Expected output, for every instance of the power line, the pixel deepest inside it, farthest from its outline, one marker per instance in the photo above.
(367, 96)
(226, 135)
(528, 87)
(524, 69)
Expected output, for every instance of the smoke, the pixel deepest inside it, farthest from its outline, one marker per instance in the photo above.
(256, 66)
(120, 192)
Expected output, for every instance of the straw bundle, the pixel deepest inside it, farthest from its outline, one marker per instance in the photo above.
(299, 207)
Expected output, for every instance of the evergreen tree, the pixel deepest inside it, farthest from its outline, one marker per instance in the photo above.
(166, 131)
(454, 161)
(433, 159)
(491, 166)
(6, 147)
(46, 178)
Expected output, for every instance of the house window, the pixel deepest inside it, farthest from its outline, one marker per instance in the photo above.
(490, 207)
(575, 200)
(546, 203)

- [What is being asked] Please update all the lines above by changing each "marker" to "dot" and leaving everything else unchanged.

- [Task output]
Expected output, for every instance of the power line, the pixel deepest inside it, farthest from its outline, one dot per instance in the photo above.
(367, 96)
(226, 135)
(528, 87)
(524, 69)
Expected output, for every instance of the smoke, the pixel deepest inside it, farthest from its outline, one dot per instance in the photo above.
(256, 66)
(120, 192)
Expected output, for every instance of the straw bundle, the pixel deepest inside it, farthest from its outline, one dot per instance in the photo above.
(299, 207)
Expected output, for every instance of the evergreen tree, the pixel deepest inside it, farthest from its outline, one dot per instance in the photo above.
(166, 131)
(454, 161)
(433, 159)
(491, 166)
(6, 147)
(46, 178)
Expected output, for every instance of the house window, the pixel deepest inside it, farthest from its outline, one dot per instance in the photo above.
(490, 207)
(575, 200)
(546, 203)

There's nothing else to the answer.